- EXCERPTED TEXT

# Jungian Jungle?



## Barbarella (Jun 20, 2009)

Psilo said:


> I still don't think that you should discount ENFP, although I'm not really sure just from your posts.
> 
> Fi users can be very rational and sensible, and unlike the fluffy descriptions of the types posted. It's a rational evaluation process. Fi and Ti are both subjective functions, Fi prefers to determine importance ( and puts those values into effect with Te) and Ti analyzes systems (and subjugates their understanding through Fe).


Sorry, Psilo. I didn't mean to step on any toes. :blushed:. This post, while brief, has given me a lot of insight into the "which is which" thing that I was talking about earlier. 



Grey said:


> That could very well be the source of your confusion. When I was younger and in a more restrictive environment, I acted very contrary to how I would when I am free to feel as I feel, which I think is more of an indication of who you really are. How people act in no-loss situations is usually the pre-determination for their type, actually.

- DATA SECTION
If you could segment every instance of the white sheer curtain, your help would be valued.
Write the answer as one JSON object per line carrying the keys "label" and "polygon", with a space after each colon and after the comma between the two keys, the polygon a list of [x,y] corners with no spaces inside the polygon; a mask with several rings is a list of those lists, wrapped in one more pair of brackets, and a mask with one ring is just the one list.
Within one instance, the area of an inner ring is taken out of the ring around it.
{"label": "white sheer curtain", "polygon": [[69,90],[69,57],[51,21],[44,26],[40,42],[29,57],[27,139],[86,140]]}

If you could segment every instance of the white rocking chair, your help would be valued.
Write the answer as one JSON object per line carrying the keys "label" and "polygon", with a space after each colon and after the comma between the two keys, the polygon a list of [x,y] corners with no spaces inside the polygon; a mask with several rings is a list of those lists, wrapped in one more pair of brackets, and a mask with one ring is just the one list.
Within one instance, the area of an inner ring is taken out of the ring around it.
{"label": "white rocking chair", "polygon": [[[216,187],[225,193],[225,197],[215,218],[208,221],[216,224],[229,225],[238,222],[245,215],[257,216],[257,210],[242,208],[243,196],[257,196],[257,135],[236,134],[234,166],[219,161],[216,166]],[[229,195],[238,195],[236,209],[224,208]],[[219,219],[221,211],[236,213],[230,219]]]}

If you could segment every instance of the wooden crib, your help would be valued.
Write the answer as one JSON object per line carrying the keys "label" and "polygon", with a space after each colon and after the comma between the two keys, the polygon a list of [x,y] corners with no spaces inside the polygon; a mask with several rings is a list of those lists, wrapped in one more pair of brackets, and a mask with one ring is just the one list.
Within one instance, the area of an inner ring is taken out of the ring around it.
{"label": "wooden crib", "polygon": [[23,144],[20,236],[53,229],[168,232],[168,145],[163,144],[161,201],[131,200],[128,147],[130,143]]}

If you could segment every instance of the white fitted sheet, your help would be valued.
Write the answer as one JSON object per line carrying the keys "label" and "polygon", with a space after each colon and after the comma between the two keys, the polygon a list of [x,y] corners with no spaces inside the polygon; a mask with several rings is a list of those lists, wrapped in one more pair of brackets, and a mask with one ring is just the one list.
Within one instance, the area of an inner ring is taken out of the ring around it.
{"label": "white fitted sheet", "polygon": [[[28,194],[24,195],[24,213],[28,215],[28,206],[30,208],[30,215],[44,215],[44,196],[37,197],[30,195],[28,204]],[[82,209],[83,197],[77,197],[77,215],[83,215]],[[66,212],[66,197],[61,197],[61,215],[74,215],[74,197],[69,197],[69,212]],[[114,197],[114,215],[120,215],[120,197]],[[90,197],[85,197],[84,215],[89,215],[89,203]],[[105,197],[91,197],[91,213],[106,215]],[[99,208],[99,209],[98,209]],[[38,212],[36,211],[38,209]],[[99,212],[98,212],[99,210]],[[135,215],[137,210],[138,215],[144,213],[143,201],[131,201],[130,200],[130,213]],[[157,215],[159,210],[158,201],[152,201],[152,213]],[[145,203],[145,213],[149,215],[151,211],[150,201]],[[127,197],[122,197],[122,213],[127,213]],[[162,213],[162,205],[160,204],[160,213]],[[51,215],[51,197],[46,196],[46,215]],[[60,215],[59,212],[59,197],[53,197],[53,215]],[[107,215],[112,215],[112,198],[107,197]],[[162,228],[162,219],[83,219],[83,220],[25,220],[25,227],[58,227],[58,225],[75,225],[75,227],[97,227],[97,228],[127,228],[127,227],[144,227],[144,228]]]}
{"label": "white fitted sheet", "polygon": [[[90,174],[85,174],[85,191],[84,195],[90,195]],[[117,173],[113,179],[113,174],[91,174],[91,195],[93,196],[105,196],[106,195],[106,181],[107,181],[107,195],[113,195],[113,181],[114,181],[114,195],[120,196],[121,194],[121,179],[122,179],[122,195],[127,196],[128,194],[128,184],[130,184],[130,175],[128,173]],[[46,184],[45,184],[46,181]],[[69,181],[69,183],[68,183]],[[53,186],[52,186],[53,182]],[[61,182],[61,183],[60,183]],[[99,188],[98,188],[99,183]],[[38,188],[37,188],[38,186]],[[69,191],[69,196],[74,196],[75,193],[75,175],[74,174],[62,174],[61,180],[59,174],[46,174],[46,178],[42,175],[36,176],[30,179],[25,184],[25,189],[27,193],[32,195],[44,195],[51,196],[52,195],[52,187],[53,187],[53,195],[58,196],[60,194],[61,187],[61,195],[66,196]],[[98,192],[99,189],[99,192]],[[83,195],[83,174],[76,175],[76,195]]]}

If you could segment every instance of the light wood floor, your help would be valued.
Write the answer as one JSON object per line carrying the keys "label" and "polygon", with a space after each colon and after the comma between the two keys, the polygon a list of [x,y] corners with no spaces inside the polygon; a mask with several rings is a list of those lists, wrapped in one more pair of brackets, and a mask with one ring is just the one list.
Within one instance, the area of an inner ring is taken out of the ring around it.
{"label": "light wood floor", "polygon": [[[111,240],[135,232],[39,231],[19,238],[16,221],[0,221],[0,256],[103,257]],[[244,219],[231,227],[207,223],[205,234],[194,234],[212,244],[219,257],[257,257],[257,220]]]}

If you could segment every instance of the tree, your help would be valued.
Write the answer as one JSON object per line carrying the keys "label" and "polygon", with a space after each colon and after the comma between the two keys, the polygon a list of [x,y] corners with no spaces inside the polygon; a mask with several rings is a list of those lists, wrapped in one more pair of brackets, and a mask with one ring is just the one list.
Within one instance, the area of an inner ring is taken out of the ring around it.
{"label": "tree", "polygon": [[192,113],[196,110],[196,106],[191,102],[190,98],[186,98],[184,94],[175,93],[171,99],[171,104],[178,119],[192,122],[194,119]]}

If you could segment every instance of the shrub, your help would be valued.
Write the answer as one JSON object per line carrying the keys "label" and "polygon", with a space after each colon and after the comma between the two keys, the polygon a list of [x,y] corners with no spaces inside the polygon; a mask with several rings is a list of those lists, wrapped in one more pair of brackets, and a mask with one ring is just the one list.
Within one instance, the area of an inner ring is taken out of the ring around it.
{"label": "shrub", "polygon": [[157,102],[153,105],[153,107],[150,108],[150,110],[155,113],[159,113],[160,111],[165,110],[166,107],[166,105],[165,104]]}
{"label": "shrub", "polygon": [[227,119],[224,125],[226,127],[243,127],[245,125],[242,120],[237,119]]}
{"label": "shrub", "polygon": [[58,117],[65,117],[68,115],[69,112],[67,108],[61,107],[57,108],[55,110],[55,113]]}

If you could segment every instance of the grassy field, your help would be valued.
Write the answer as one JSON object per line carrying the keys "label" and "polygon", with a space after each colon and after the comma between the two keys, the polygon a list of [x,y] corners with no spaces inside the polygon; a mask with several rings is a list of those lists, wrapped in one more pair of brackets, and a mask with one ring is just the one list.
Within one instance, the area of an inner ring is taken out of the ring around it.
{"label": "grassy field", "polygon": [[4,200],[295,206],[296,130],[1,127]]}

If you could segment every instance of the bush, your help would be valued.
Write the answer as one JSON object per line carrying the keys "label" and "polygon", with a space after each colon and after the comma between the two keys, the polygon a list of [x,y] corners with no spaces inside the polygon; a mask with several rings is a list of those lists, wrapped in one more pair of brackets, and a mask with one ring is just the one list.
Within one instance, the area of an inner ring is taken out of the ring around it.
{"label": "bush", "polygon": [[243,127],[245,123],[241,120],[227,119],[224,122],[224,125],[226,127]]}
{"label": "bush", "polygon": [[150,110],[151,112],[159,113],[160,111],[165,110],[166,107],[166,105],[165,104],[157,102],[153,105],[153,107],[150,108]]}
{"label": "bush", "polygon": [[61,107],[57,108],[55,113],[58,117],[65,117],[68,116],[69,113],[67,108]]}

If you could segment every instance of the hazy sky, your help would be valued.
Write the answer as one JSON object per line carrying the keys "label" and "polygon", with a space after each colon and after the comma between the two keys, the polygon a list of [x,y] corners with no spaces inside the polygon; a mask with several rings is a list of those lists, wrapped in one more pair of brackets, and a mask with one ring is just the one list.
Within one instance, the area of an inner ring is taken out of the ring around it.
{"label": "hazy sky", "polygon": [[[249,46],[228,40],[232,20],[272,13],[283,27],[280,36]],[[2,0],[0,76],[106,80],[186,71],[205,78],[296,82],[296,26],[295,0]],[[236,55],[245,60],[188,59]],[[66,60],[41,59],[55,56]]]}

- PROBLEM TO WORK ON
Reproduce the stretch from "# Jungian Jungle?" through "understanding through Fe)." in the thread about Jungian types. Rely only on the thread about Jungian types.

- RESPONSE BELOW
# Jungian Jungle?



## Barbarella (Jun 20, 2009)

Psilo said:


> I still don't think that you should discount ENFP, although I'm not really sure just from your posts.
> 
> Fi users can be very rational and sensible, and unlike the fluffy descriptions of the types posted. It's a rational evaluation process. Fi and Ti are both subjective functions, Fi prefers to determine importance ( and puts those values into effect with Te) and Ti analyzes systems (and subjugates their understanding through Fe).